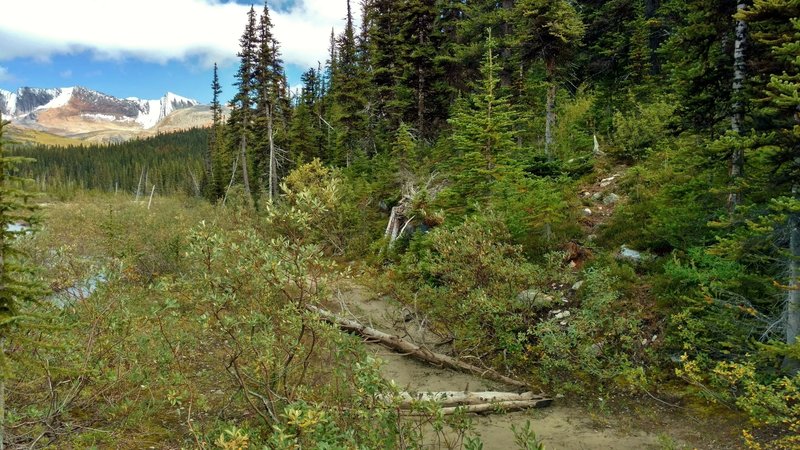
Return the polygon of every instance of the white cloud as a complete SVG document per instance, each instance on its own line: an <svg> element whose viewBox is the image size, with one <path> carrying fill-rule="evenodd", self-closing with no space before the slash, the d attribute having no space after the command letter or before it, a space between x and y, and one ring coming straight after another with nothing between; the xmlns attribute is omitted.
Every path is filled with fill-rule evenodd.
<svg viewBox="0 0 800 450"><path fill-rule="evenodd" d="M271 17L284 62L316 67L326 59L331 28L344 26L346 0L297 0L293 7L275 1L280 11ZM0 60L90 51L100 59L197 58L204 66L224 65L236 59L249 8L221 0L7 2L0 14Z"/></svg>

---

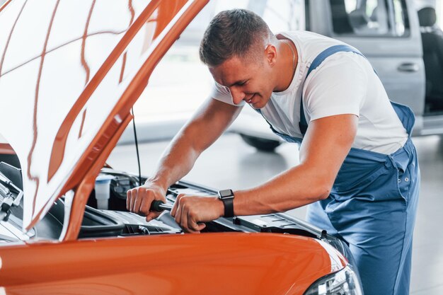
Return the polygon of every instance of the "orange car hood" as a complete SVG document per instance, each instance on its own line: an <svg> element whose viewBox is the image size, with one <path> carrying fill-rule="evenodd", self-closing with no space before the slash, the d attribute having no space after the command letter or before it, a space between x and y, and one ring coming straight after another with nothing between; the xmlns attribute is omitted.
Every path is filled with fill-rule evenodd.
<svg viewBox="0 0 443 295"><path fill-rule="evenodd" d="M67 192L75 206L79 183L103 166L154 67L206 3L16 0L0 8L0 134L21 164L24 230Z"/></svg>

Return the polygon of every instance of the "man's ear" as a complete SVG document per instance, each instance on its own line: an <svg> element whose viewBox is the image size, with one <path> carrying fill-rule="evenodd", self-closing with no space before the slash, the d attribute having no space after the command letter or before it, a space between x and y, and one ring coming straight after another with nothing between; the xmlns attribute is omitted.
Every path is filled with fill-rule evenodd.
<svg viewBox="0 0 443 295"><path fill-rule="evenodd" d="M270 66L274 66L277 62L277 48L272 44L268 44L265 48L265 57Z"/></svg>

## [What the task requires]
Copy out the lines above verbatim, from the line containing "Return the polygon of every instance of the white" through the line containing "17L284 62L316 67L326", including both of those lines.

## [Final result]
Return the polygon of every instance of the white cloud as a complete SVG document per instance, each instance on its own line: an <svg> element whose viewBox is the image size, with one <path> carrying fill-rule="evenodd", self-closing with no space before the slash, the d attribute having no space after the command letter or before it, a space between x and y, and one ring coming straight after another with nothing between; the xmlns attribute is omitted.
Every path is filled with fill-rule evenodd.
<svg viewBox="0 0 800 450"><path fill-rule="evenodd" d="M271 17L284 62L316 67L326 59L331 28L344 26L346 0L297 0L293 7L275 1L280 11ZM0 60L90 51L100 59L197 58L204 66L224 65L236 59L249 8L221 0L7 2L0 14Z"/></svg>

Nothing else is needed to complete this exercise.